__SELECTION__.
— start —
NEW YORK // "Ten million dollars? That could do a lot," said Damian, 29, in disbelief as he finished his cigarette at Columbus Circle on Manhattan's Upper West Side. Like most Americans, the father-of-two was shocked to learn that Wall Street firms had set aside tens of billions of dollars to pay bonuses for 2009, with some top executives slated to earn eight figures.
"People are out here struggling right now. They don't have a job, they need money, and you're getting a $10 million bonus? You're good already," he said, before heading back to work at the Whole Foods market where basic salaries start at US$9.89 (Dh36.3) an hour. "The people have nothing to build on, you have money to leave to your kids and you still want more? That's being greedy and I don't like it."
Damian's anger is emblematic of the populist outrage over the size of year-end bonuses at leading Wall Street banks that many Americans not only hold responsible for the financial crisis but also believe their tax dollars rescued. Although 2009 bonuses may not top the record numbers of 2007 as had been expected, figures released throughout the week showed heavy increases in compensation from 2008. On Monday, JP Morgan announced it had set aside $9.3bn in compensation for its investment bank. Two days later, Morgan Stanley released its figures, $14.4bn in salary and bonuses - a 30 per cent increase from a year before.
— end —
__TASK GOAL__.
Quote the article on Wall Street bonuses word for word, starting at the words "Damian's anger is" and stopping after "a year before.". Draw solely on the article on Wall Street bonuses.

__GIVEN RECORDS__.
— start —
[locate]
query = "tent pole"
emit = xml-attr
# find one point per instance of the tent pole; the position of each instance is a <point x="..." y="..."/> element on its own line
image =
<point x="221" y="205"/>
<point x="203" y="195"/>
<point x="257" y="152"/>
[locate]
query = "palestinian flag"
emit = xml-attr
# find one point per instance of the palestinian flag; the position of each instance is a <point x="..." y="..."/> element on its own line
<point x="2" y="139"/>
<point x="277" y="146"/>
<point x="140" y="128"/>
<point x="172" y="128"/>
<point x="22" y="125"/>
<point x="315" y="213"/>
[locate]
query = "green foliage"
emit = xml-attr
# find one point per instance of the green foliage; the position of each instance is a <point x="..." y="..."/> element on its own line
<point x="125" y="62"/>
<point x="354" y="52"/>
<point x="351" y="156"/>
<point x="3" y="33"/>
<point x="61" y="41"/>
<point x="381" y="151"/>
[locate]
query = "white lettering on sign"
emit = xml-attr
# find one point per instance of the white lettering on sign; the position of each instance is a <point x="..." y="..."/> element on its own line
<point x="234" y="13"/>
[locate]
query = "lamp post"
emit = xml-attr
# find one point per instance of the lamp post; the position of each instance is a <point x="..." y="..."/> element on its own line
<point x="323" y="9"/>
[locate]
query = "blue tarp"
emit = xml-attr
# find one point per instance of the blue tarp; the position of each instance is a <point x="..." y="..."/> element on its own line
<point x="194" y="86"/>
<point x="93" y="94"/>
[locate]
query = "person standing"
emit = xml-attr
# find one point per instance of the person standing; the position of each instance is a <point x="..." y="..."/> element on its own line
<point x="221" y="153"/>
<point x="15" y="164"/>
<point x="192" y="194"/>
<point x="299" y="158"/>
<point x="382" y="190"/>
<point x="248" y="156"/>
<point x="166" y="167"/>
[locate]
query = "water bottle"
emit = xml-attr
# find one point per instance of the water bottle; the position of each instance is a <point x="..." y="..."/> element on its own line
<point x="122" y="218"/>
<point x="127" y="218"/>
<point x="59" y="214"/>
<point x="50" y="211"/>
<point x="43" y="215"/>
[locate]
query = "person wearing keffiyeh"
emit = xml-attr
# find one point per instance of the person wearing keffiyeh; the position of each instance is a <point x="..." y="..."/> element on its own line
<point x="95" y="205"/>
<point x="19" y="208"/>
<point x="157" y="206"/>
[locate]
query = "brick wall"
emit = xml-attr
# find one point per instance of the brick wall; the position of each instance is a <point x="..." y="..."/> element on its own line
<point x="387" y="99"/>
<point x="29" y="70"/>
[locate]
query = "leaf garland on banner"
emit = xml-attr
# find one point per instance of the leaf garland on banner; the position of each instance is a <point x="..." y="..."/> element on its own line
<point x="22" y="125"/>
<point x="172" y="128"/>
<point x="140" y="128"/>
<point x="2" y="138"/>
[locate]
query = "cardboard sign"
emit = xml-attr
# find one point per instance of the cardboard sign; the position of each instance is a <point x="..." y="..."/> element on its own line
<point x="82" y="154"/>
— end —
__FINISHED ANSWER__.
Damian's anger is emblematic of the populist outrage over the size of year-end bonuses at leading Wall Street banks that many Americans not only hold responsible for the financial crisis but also believe their tax dollars rescued. Although 2009 bonuses may not top the record numbers of 2007 as had been expected, figures released throughout the week showed heavy increases in compensation from 2008. On Monday, JP Morgan announced it had set aside $9.3bn in compensation for its investment bank. Two days later, Morgan Stanley released its figures, $14.4bn in salary and bonuses - a 30 per cent increase from a year before.